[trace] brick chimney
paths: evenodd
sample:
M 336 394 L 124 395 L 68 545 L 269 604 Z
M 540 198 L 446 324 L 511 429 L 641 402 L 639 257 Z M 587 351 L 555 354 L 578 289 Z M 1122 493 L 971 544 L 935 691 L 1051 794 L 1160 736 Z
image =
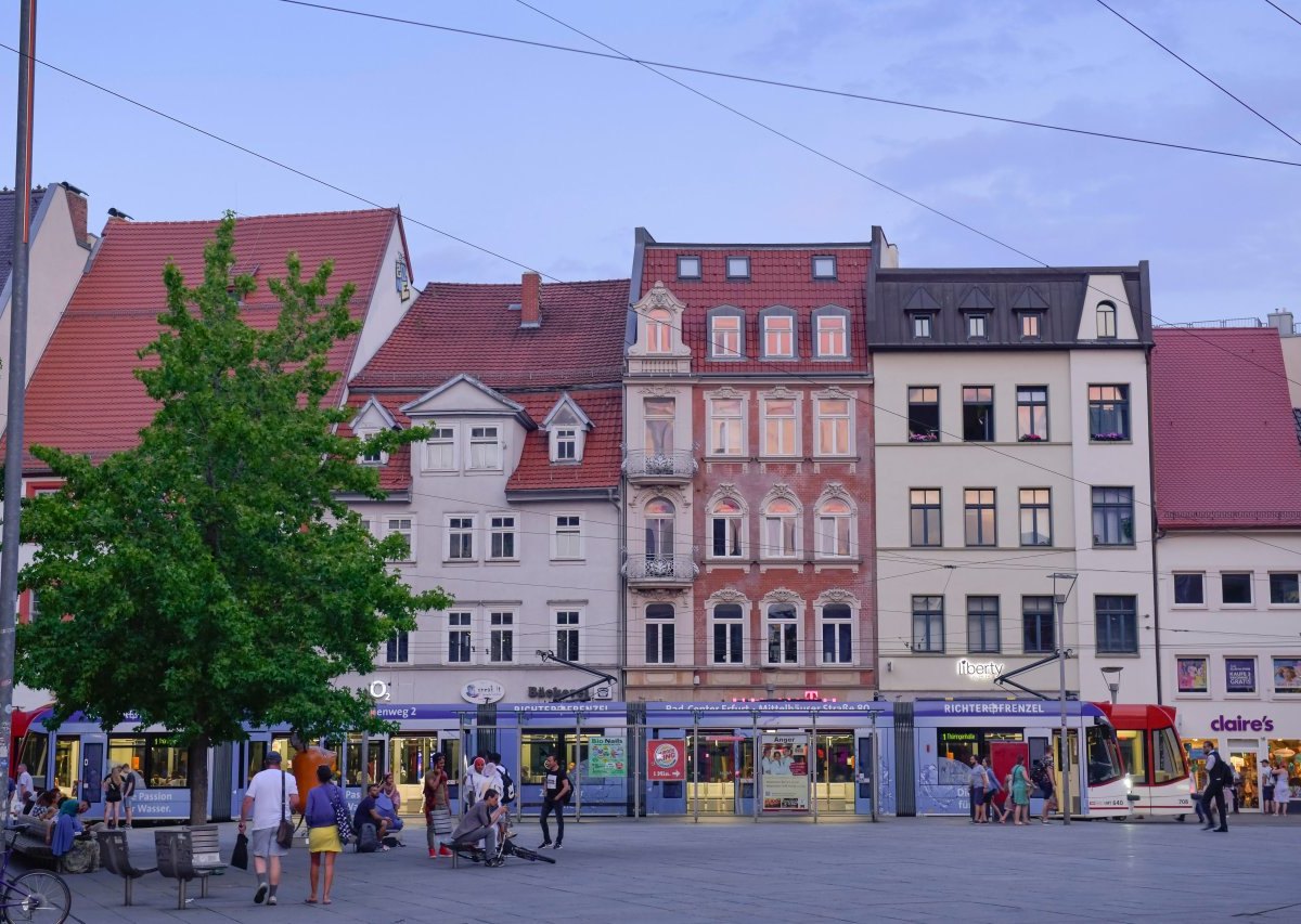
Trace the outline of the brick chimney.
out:
M 537 273 L 524 273 L 520 279 L 519 326 L 543 326 L 543 277 Z

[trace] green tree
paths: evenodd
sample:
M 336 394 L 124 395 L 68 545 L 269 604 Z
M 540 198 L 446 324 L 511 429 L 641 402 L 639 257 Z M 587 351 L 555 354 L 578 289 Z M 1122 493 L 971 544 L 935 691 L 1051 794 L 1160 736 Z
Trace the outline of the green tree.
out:
M 403 539 L 375 541 L 340 500 L 384 496 L 359 441 L 336 433 L 349 413 L 325 404 L 327 356 L 359 329 L 353 286 L 329 299 L 332 265 L 303 278 L 290 253 L 269 283 L 278 324 L 258 330 L 241 308 L 254 282 L 233 266 L 228 213 L 198 287 L 172 263 L 163 273 L 163 330 L 135 372 L 159 409 L 139 443 L 98 465 L 34 447 L 65 486 L 23 511 L 23 541 L 39 545 L 20 584 L 44 616 L 18 632 L 20 680 L 53 693 L 57 720 L 135 711 L 167 728 L 189 751 L 191 823 L 206 817 L 207 749 L 243 738 L 243 723 L 384 728 L 362 690 L 333 681 L 450 603 L 412 593 L 388 564 Z

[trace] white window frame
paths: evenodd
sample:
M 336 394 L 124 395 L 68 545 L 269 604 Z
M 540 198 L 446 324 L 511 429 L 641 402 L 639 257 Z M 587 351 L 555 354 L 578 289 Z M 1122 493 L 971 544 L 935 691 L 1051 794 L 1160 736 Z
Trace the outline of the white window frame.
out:
M 461 521 L 461 520 L 468 520 L 470 522 L 468 524 L 453 522 L 453 521 Z M 476 528 L 477 528 L 477 525 L 479 525 L 479 521 L 477 521 L 477 519 L 475 517 L 474 513 L 448 513 L 444 517 L 444 533 L 448 537 L 446 542 L 444 543 L 444 548 L 442 548 L 442 560 L 444 561 L 448 561 L 449 564 L 458 564 L 458 563 L 464 563 L 464 561 L 477 561 L 479 560 L 479 550 L 477 550 L 479 542 L 477 542 L 477 537 L 476 537 L 476 533 L 477 533 Z M 453 537 L 462 537 L 462 535 L 470 537 L 470 555 L 455 556 L 454 558 L 451 555 L 451 546 L 453 546 L 451 539 L 453 539 Z
M 515 642 L 519 637 L 519 633 L 516 632 L 519 629 L 519 622 L 515 616 L 515 611 L 509 608 L 488 611 L 488 650 L 484 652 L 487 664 L 515 663 Z M 493 656 L 494 650 L 501 643 L 501 635 L 510 635 L 510 658 Z
M 488 554 L 488 561 L 519 561 L 519 516 L 515 513 L 488 513 L 485 519 L 488 520 L 488 545 L 484 551 Z M 502 550 L 506 548 L 507 539 L 510 541 L 510 555 L 497 555 L 494 547 L 498 539 Z
M 488 431 L 492 431 L 492 437 L 488 437 Z M 466 470 L 467 472 L 501 472 L 502 467 L 502 439 L 501 439 L 501 424 L 471 424 L 470 425 L 470 450 L 466 456 Z M 475 450 L 481 447 L 492 447 L 492 459 L 487 465 L 475 465 Z
M 785 416 L 783 415 L 781 417 L 771 416 L 769 413 L 768 408 L 769 408 L 769 405 L 773 402 L 790 402 L 791 403 L 791 408 L 792 408 L 791 415 L 790 416 Z M 760 420 L 760 431 L 761 431 L 760 437 L 761 437 L 761 442 L 760 442 L 760 447 L 758 447 L 760 448 L 760 456 L 765 456 L 765 457 L 769 457 L 769 459 L 791 459 L 791 457 L 799 457 L 799 455 L 800 455 L 800 435 L 801 435 L 800 430 L 803 429 L 800 426 L 800 418 L 801 418 L 803 407 L 801 407 L 801 402 L 800 402 L 799 395 L 796 395 L 796 396 L 782 396 L 782 395 L 764 396 L 764 398 L 760 398 L 760 405 L 758 407 L 760 407 L 760 418 L 761 418 Z M 773 431 L 771 430 L 773 426 L 778 426 L 781 422 L 785 422 L 785 421 L 790 421 L 791 446 L 790 447 L 782 447 L 786 451 L 777 451 L 777 452 L 774 452 L 774 451 L 771 451 L 769 448 L 768 434 L 770 431 Z M 781 441 L 781 442 L 785 442 L 785 441 Z
M 583 560 L 583 515 L 559 511 L 552 513 L 552 560 L 553 561 L 582 561 Z M 561 521 L 565 522 L 561 522 Z M 576 520 L 576 522 L 569 522 Z M 562 550 L 572 538 L 574 554 Z
M 719 402 L 736 402 L 739 412 L 735 416 L 722 416 L 717 411 Z M 709 455 L 744 457 L 745 456 L 745 411 L 747 402 L 743 396 L 712 395 L 705 399 L 705 415 L 709 439 Z M 721 435 L 730 435 L 736 431 L 736 447 L 729 448 Z
M 822 407 L 826 402 L 844 402 L 844 413 L 833 415 L 824 412 Z M 813 447 L 816 456 L 822 457 L 840 457 L 846 459 L 855 455 L 853 443 L 853 403 L 855 399 L 850 395 L 822 395 L 813 398 Z M 844 450 L 827 448 L 822 444 L 822 422 L 824 421 L 843 421 L 844 422 Z M 839 428 L 837 428 L 839 430 Z M 839 435 L 839 434 L 837 434 Z
M 397 525 L 394 525 L 397 524 Z M 406 525 L 403 525 L 406 524 Z M 411 515 L 389 516 L 384 519 L 384 535 L 405 535 L 407 541 L 406 558 L 390 559 L 390 561 L 415 561 L 415 517 Z
M 446 435 L 444 435 L 446 434 Z M 446 447 L 448 451 L 448 464 L 437 465 L 435 464 L 433 455 L 435 451 Z M 454 426 L 435 426 L 429 438 L 424 441 L 424 463 L 422 465 L 424 472 L 455 472 L 457 470 L 457 428 Z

→ OBJECTIVE: Rewrite the data from the line with "[trace] green tree" up to and including the line with "M 403 539 L", keeping every line and shifting each coordinate in the outline under "out:" by adding 69. Leave the sample outlines as they are.

→ SOLUTION FOR THIS TASK:
[trace] green tree
paths: evenodd
sample:
M 336 394 L 124 395 L 68 545 L 269 604 Z
M 540 198 L 446 324 L 511 429 L 641 402 L 639 257 Z M 587 351 L 555 354 L 578 289 Z M 1122 493 L 971 544 L 935 691 L 1051 794 L 1160 736 Z
Trace the outline of the green tree.
out:
M 472 608 L 444 610 L 409 569 L 453 565 L 428 510 L 405 502 L 418 482 L 394 473 L 396 425 L 428 398 L 422 355 L 398 368 L 401 334 L 372 347 L 359 322 L 338 352 L 347 393 L 327 399 L 310 377 L 323 351 L 302 335 L 297 282 L 267 356 L 241 332 L 232 342 L 232 399 L 204 441 L 228 478 L 208 512 L 167 534 L 103 516 L 134 555 L 92 580 L 92 610 L 108 614 L 89 653 L 113 685 L 87 701 L 89 749 L 122 762 L 126 789 L 204 780 L 236 797 L 258 820 L 260 892 L 275 886 L 276 818 L 312 807 L 312 792 L 453 797 L 431 759 L 402 750 L 519 672 L 481 662 L 457 633 Z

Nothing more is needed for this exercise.